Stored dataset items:
☆ ☆ ☆

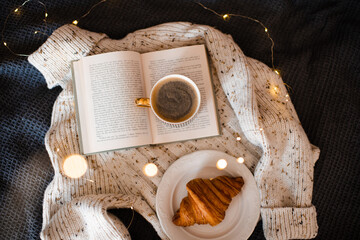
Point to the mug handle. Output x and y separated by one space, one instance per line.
142 102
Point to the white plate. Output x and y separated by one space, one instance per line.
241 216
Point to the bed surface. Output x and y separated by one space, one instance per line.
317 49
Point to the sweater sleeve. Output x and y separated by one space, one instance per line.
66 44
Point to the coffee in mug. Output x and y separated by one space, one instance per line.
174 99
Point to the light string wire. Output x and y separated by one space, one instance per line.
17 10
227 17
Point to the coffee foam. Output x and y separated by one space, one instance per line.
178 103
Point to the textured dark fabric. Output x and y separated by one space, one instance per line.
317 48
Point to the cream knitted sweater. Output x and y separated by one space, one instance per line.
252 103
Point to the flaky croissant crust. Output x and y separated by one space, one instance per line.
207 200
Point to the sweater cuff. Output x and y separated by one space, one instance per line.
289 223
66 44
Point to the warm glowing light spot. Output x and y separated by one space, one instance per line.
240 160
150 169
221 164
75 166
226 17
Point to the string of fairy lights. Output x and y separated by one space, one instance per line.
75 166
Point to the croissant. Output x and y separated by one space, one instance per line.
207 200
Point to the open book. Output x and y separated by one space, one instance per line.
106 86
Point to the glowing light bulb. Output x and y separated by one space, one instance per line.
150 169
75 166
226 17
240 160
221 164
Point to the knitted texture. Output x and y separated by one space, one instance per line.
274 144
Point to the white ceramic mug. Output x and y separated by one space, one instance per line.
174 99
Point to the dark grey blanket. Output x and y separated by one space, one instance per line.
317 49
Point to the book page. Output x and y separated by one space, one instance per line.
191 62
106 90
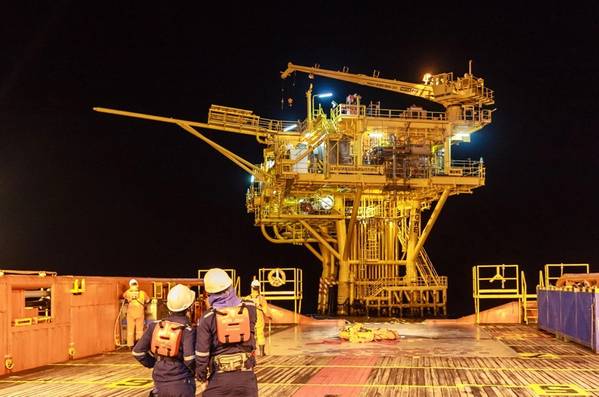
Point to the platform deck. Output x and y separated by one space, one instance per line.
438 360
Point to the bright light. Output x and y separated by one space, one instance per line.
461 136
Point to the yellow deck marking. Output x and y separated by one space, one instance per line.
558 390
578 391
133 383
538 355
56 381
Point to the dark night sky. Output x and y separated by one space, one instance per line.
88 193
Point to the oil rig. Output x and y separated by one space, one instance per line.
351 184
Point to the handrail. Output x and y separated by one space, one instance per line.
523 300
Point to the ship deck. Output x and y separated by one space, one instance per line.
438 359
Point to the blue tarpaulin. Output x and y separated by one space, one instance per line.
569 314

☆ ☆ ☆

- _The problem_: Reproduce the material above verbatim; omit every picture.

- _Written reply_:
Point to the mug handle. Output x and y separated by one space, one instance per line.
142 102
Point to the white plate. Output x and y separated by one space, one instance per line.
241 216
Point to the bed surface. Output x and y separated by one space, one instance per line.
317 49
Point to the sweater sleeve. Output x and y separated by one space, one instance per line.
66 44
Point to the coffee in mug. Output x and y separated by one space, one instance per line.
174 99
Point to the light string wire. Output x and y separated by one space, one instance per line.
17 10
227 17
Point to the coffee foam. Output x and y separated by one space, one instance per line.
178 103
Point to the textured dark fabric. Output x and y separated by one space, one instance per line.
317 48
Point to the cream knitted sweater. Output x and y separated by one space, one instance per line.
252 103
Point to the flaky croissant crust. Output x and y separated by one space, one instance per line.
207 200
Point to the sweater cuff. Output x and y separated by one space, one instance per line.
289 223
66 44
Point to the warm glowing light spot. Output x and y separated by one space, one instance per line.
240 160
150 169
221 164
75 166
226 17
Point to the string of fairy lights. Output x and y separated by one space, one instance per line.
75 166
Point to the croissant. Output x and y separated by one space, one instance per line.
207 200
Point to the open book. Output x and y separated by one space, one instance per line.
106 86
Point to the glowing light bulb. Output x and y separated by one space, one instance per line.
150 169
75 166
226 17
240 160
221 164
Point to the knitted texture. Output x and y separated by one space, one instance per line.
274 144
Point to the white ceramic mug. Output x and y separated by one space, one instance per line.
174 99
Point to the dark grey blanket. Output x and y separated by one space, one instance per line.
317 49
Point to the book page. Output x and y separated by one space, one instance per line.
191 62
106 90
Point to the platform deck. Output x and y separated by one space, one instance per line.
438 360
Point to the bright light. Output x and y separated by one space, one instance per line.
461 136
Point to the yellow deck marking. Output x and y separated by one space, one instance per line.
558 390
578 391
133 383
538 355
56 381
Point to the dark night sky. Output x and y separated by one space, one instance per line.
88 193
Point to the oil rig. Output x and y separated by one space, one instance per line.
351 184
Point to the handrail. Output x and y separated by one space, one instance per line.
523 300
Point to the ship deck. Output x and y separated by one space, one instance per line.
438 359
Point to the blue tarpaulin. Output x and y separated by one space, one instance per line.
569 314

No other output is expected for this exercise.